◆ Stated exercise
All lines from the one with "rear wheel and record the pixel coordinates." to the end need to be copied exactly, with nothing before them.

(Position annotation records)
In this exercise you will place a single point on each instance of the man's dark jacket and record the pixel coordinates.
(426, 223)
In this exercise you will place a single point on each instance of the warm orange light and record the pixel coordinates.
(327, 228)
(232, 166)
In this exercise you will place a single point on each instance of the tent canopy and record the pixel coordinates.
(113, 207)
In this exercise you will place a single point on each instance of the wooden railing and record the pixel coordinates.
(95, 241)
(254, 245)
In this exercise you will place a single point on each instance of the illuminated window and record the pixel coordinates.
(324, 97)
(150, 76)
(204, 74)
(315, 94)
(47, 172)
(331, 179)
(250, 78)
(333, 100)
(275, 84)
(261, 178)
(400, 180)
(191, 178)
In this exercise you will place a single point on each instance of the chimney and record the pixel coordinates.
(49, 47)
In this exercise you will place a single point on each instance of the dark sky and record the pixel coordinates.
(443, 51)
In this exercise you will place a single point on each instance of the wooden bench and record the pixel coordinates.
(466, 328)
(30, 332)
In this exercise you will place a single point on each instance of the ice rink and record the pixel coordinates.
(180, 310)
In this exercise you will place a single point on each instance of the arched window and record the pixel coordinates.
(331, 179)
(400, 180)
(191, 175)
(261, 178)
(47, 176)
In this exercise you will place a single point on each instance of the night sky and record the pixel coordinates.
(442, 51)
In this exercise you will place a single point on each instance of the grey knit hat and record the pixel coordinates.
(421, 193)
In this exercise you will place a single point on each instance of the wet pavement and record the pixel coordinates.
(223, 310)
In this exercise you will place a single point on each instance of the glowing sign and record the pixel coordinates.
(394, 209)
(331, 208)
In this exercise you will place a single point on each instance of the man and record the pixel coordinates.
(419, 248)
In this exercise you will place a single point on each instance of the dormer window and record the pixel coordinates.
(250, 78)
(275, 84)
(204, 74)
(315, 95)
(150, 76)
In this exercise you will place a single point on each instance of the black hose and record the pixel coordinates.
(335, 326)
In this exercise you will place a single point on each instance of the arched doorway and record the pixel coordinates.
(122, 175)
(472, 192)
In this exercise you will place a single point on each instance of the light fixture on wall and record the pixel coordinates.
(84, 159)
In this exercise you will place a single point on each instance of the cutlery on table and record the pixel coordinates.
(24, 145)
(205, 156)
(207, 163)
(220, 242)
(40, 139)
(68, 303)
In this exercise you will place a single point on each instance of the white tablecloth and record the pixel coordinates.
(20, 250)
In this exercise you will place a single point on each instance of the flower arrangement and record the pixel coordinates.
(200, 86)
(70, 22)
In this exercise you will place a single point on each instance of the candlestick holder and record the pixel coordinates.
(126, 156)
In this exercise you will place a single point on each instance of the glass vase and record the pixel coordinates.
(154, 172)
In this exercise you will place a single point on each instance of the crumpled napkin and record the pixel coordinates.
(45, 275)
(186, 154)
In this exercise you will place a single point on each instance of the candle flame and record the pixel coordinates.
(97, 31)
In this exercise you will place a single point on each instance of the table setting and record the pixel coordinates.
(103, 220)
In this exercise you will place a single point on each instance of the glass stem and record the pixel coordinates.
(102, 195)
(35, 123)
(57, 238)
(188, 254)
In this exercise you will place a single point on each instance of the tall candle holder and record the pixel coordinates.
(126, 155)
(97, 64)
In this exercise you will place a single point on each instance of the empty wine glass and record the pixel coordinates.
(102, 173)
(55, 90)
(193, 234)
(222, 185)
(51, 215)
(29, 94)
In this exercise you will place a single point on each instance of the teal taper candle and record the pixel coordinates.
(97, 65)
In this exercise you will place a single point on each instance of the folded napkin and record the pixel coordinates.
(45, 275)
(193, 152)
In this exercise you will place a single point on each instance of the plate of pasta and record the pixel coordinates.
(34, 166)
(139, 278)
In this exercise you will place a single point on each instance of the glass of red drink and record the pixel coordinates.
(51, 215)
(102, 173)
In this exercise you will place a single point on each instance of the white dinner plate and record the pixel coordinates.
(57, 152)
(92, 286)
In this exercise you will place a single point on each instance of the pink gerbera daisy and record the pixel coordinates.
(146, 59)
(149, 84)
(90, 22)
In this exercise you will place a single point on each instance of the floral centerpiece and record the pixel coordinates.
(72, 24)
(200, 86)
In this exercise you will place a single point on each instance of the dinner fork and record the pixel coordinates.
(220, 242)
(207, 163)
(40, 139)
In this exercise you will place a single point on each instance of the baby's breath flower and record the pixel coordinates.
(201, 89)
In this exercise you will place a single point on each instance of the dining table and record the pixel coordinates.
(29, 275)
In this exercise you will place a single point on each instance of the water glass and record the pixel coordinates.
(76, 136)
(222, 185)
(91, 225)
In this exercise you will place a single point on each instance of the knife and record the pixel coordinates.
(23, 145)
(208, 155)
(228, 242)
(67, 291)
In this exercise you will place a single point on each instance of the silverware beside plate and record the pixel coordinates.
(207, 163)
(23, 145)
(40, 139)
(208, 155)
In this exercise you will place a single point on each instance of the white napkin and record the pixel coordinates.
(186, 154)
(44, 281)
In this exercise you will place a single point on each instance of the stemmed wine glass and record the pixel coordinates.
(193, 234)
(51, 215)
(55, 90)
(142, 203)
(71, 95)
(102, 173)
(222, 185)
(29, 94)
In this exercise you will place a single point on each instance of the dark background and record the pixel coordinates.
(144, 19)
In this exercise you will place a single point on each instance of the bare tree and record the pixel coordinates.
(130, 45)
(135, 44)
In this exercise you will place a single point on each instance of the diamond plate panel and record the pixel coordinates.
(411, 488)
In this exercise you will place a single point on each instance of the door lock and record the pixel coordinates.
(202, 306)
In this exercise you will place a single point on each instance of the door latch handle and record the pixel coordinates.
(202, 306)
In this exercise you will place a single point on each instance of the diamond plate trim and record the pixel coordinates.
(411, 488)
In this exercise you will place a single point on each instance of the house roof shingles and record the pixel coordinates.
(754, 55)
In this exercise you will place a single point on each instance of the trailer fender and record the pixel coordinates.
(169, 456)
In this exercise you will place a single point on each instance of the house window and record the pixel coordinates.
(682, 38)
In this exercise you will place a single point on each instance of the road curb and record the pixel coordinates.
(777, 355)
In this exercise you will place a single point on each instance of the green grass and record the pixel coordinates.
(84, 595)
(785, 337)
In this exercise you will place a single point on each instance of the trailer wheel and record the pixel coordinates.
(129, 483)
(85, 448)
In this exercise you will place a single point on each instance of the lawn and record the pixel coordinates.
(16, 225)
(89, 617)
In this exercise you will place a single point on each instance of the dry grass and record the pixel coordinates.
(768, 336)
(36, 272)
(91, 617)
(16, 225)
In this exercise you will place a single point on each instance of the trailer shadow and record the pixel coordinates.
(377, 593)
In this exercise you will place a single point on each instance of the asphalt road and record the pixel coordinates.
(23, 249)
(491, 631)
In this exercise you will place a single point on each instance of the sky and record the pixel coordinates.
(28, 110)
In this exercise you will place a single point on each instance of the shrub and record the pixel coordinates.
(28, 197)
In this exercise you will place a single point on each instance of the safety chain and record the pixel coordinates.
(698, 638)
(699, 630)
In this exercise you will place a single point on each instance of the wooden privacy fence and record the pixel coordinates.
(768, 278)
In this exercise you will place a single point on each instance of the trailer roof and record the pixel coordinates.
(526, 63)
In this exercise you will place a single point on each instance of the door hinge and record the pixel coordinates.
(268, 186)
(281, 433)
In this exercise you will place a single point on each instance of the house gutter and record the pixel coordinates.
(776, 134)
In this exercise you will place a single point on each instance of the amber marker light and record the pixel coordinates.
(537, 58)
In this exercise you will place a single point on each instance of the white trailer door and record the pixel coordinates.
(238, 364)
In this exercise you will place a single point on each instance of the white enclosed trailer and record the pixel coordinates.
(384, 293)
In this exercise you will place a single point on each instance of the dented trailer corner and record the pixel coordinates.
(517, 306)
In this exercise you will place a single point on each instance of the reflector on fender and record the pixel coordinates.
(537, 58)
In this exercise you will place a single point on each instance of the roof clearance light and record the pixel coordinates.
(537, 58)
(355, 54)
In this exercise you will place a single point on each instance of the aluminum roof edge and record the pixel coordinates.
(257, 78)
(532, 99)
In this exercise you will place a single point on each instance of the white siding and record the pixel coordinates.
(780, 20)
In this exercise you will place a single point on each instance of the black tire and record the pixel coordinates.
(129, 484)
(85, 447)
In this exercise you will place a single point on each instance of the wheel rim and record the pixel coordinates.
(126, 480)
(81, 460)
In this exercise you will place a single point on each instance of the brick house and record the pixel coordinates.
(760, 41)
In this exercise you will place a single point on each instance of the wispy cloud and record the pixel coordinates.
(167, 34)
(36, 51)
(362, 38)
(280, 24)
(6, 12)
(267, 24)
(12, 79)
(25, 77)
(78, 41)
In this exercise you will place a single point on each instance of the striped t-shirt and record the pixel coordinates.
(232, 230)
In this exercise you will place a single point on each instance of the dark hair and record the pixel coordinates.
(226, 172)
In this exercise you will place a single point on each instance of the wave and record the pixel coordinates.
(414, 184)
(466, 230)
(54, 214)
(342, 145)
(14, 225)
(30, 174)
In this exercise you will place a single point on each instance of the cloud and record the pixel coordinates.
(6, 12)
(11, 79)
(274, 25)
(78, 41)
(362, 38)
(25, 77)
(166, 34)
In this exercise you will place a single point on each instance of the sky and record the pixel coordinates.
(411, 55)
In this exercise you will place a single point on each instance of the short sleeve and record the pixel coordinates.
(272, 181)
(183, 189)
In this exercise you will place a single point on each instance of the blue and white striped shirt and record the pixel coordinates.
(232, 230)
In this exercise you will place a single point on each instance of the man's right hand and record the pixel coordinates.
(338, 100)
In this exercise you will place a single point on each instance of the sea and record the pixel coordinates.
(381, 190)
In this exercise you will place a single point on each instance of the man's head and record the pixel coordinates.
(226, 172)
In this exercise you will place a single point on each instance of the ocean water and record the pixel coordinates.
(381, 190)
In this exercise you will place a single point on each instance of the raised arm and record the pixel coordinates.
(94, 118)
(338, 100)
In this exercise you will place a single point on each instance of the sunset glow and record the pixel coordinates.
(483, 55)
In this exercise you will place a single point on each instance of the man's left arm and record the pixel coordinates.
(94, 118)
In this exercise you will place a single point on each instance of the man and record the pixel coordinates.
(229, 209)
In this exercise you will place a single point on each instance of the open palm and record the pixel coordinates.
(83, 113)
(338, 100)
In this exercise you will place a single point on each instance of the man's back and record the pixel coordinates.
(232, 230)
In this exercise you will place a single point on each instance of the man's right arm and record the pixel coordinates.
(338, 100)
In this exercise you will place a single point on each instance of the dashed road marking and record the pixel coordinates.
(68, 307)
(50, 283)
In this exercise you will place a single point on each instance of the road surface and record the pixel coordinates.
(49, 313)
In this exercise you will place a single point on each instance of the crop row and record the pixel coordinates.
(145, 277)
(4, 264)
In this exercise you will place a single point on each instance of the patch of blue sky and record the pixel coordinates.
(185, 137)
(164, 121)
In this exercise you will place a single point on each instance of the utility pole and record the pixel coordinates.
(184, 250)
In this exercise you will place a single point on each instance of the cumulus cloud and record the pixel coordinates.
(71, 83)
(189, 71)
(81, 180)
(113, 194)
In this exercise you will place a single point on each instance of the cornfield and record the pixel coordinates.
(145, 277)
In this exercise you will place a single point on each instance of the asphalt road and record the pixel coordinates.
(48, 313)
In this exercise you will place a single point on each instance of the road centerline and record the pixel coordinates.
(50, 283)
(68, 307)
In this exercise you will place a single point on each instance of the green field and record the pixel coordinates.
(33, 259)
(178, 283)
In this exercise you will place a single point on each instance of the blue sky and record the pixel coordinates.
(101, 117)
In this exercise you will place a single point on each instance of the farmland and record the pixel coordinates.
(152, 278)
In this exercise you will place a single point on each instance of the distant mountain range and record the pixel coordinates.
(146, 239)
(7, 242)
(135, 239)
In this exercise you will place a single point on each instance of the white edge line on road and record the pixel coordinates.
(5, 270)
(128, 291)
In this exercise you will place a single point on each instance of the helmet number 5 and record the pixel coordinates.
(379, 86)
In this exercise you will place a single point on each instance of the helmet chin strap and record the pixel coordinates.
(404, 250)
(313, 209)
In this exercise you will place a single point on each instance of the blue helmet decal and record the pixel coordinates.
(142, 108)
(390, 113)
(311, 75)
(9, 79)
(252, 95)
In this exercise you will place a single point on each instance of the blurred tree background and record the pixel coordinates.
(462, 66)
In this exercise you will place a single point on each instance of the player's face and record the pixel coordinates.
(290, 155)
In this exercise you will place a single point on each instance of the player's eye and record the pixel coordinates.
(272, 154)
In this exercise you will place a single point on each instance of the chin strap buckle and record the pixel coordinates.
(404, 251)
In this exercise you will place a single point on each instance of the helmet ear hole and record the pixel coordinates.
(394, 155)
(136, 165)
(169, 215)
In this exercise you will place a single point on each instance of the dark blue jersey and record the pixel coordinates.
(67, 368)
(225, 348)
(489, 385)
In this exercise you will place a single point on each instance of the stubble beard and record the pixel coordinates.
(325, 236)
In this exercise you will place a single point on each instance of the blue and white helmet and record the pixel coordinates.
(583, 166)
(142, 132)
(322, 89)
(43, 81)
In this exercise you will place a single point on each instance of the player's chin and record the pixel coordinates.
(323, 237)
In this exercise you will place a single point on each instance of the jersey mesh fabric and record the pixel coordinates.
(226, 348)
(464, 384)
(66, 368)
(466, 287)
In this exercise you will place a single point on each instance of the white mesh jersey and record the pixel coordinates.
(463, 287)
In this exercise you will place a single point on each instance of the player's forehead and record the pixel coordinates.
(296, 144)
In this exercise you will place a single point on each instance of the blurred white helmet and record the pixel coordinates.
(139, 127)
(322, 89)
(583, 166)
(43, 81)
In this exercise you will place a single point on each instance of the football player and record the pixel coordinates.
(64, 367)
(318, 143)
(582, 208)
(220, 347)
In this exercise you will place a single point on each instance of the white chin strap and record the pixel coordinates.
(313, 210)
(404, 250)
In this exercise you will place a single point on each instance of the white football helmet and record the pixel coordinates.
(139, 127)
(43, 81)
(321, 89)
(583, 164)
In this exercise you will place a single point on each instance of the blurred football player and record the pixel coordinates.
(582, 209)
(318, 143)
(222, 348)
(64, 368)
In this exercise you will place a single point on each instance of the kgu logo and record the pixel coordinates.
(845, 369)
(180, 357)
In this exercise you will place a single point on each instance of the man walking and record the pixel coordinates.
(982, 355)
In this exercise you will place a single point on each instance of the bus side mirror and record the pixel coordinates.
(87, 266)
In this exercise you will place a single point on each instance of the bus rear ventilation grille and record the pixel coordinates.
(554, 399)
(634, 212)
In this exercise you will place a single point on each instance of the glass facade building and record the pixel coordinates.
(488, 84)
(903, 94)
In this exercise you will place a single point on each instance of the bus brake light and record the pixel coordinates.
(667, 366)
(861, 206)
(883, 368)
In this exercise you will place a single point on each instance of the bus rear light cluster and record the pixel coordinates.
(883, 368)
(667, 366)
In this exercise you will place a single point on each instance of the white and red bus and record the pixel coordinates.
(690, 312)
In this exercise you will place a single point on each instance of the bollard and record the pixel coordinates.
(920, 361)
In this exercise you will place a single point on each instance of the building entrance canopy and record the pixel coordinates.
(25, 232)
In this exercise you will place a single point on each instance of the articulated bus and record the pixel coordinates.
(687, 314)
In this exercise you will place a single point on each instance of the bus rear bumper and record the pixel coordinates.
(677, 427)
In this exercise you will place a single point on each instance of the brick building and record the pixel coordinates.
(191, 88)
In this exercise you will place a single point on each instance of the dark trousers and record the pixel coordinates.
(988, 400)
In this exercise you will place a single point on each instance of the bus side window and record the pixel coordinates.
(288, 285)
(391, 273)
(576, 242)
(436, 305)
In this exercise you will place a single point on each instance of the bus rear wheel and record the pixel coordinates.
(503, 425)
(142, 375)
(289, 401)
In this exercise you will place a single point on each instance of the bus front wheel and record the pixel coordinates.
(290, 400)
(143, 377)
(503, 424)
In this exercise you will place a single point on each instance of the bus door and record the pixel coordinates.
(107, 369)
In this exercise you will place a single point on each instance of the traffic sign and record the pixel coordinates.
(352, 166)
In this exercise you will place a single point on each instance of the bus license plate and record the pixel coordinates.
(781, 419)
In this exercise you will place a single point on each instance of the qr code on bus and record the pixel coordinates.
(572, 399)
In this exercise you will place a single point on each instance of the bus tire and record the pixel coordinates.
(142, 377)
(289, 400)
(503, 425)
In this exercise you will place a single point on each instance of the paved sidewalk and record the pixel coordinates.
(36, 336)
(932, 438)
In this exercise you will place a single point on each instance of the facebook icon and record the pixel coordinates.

◆ Final answer
In this exercise you will place a single point on each instance of the bus rear wheel and record the pixel coordinates.
(503, 425)
(142, 375)
(289, 401)
In this exercise you will place a single point on each instance of the bus front wheel and record the pixel coordinates.
(290, 400)
(143, 377)
(503, 424)
In this exercise you will place a single point on each instance of the bus door and record the pixel coordinates.
(107, 369)
In this exercise you will place a single point on each instance of the traffic sign and record the pixel coordinates.
(352, 166)
In this exercise you will place a single point on each instance of the bus license plate and record the pixel coordinates.
(781, 419)
In this exercise you will place a single point on each instance of the qr code on bus and record the pixel coordinates.
(572, 399)
In this exercise you will place a single point on each instance of the bus tire and record the pixel coordinates.
(142, 377)
(289, 400)
(503, 425)
In this exercise you will place a single point on each instance of the paved sidewalk and record the pixel coordinates.
(36, 336)
(932, 438)
In this exercise you will place a single point on each instance of the facebook icon and record the pixel coordinates.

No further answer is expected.